[Point-per-instance localization data]
-=-=-=-=-
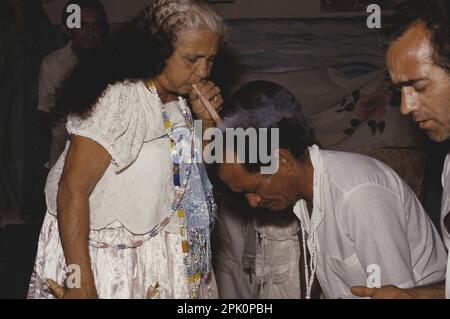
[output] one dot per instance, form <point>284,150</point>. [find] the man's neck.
<point>305,179</point>
<point>164,94</point>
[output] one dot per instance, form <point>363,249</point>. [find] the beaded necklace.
<point>193,278</point>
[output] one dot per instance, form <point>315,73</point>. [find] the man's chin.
<point>438,136</point>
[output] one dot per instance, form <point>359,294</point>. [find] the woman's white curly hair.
<point>173,16</point>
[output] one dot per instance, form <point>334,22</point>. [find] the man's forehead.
<point>409,57</point>
<point>235,175</point>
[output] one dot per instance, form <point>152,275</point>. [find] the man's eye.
<point>420,88</point>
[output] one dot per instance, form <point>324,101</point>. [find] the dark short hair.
<point>91,4</point>
<point>434,14</point>
<point>264,104</point>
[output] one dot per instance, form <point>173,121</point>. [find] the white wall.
<point>121,10</point>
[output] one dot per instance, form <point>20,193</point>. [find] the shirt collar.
<point>300,208</point>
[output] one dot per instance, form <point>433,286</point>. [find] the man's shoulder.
<point>58,56</point>
<point>349,171</point>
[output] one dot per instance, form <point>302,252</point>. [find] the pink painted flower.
<point>373,106</point>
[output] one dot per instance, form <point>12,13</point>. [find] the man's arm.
<point>85,164</point>
<point>433,291</point>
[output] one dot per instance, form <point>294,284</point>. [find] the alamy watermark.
<point>233,141</point>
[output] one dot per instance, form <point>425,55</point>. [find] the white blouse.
<point>445,209</point>
<point>137,188</point>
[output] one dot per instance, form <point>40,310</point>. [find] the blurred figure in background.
<point>57,66</point>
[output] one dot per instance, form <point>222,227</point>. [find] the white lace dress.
<point>133,196</point>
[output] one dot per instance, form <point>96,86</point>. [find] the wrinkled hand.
<point>385,292</point>
<point>210,92</point>
<point>61,293</point>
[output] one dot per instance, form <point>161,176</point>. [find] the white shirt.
<point>55,67</point>
<point>136,189</point>
<point>445,208</point>
<point>365,215</point>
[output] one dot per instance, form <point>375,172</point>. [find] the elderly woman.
<point>128,216</point>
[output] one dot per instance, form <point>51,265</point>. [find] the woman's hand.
<point>75,293</point>
<point>210,92</point>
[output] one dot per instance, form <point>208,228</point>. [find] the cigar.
<point>212,112</point>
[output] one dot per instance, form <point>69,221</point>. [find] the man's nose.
<point>253,200</point>
<point>203,70</point>
<point>409,101</point>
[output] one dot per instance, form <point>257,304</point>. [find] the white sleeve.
<point>47,90</point>
<point>118,122</point>
<point>375,220</point>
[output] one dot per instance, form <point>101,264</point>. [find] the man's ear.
<point>285,160</point>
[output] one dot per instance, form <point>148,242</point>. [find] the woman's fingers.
-=-=-=-=-
Exercise directions ▸ The records above are to be set down exactly as written, with no images.

Solution for this exercise ▸
[output] one dot per instance, form <point>284,150</point>. [find] the man's neck.
<point>305,179</point>
<point>164,94</point>
[output] one dot per instance, form <point>363,249</point>. [find] the beaded necklace.
<point>193,278</point>
[output] one dot per instance, form <point>315,73</point>. [find] the man's chin.
<point>438,136</point>
[output] one dot per instance, form <point>359,294</point>. [find] the woman's white curly hair.
<point>173,16</point>
[output] one dot per instance, form <point>334,22</point>. [find] the man's forehead.
<point>409,57</point>
<point>235,175</point>
[output] one dot per instance, form <point>152,275</point>. [find] the man's eye.
<point>420,88</point>
[output] one dot per instance, form <point>324,101</point>. [find] the dark short hair.
<point>91,4</point>
<point>434,14</point>
<point>264,104</point>
[output] one dot per instance, form <point>173,121</point>. [find] the white wall.
<point>121,10</point>
[output] one dot per instance, form <point>20,193</point>. [find] the shirt collar.
<point>300,208</point>
[output] one dot per instance, form <point>433,286</point>. [find] the man's shoulder.
<point>58,56</point>
<point>349,171</point>
[output] one dot per instance, form <point>302,252</point>. [find] the pink painted flower.
<point>373,106</point>
[output] one dot per instance, form <point>12,13</point>. [find] the man's arm.
<point>85,164</point>
<point>433,291</point>
[output] one dot per instance, form <point>294,284</point>. [find] the alamy watermark.
<point>233,141</point>
[output] one dot per instance, form <point>425,55</point>. [find] the white blouse.
<point>445,209</point>
<point>137,188</point>
[output] one dot per instance, form <point>40,310</point>. [find] the blurred figure in background.
<point>57,66</point>
[output] one dot per instance, form <point>222,227</point>. [find] the white lace dress.
<point>133,196</point>
[output] one dot per instance, form <point>96,86</point>. [find] the wrinkled hand.
<point>385,292</point>
<point>210,92</point>
<point>61,293</point>
[output] one dot per instance, form <point>161,176</point>. [find] the white shirt.
<point>55,67</point>
<point>136,189</point>
<point>445,208</point>
<point>365,215</point>
[output] one dot per instance, form <point>375,172</point>. [find] the elderly woman.
<point>128,216</point>
[output] one dot per instance, form <point>51,265</point>. [find] the woman's hand.
<point>75,293</point>
<point>210,92</point>
[output] one dot per instance, form <point>208,228</point>. [find] the cigar.
<point>212,112</point>
[output] one dot per instance, form <point>69,221</point>. [find] the man's nose.
<point>253,200</point>
<point>203,70</point>
<point>409,101</point>
[output] one dot per instance, form <point>257,304</point>. [find] the white sleeve.
<point>47,90</point>
<point>118,122</point>
<point>375,220</point>
[output] one dot per instance, form <point>101,264</point>. [find] the man's ear.
<point>285,160</point>
[output] one dot per instance, form <point>148,242</point>. [find] the woman's fingers.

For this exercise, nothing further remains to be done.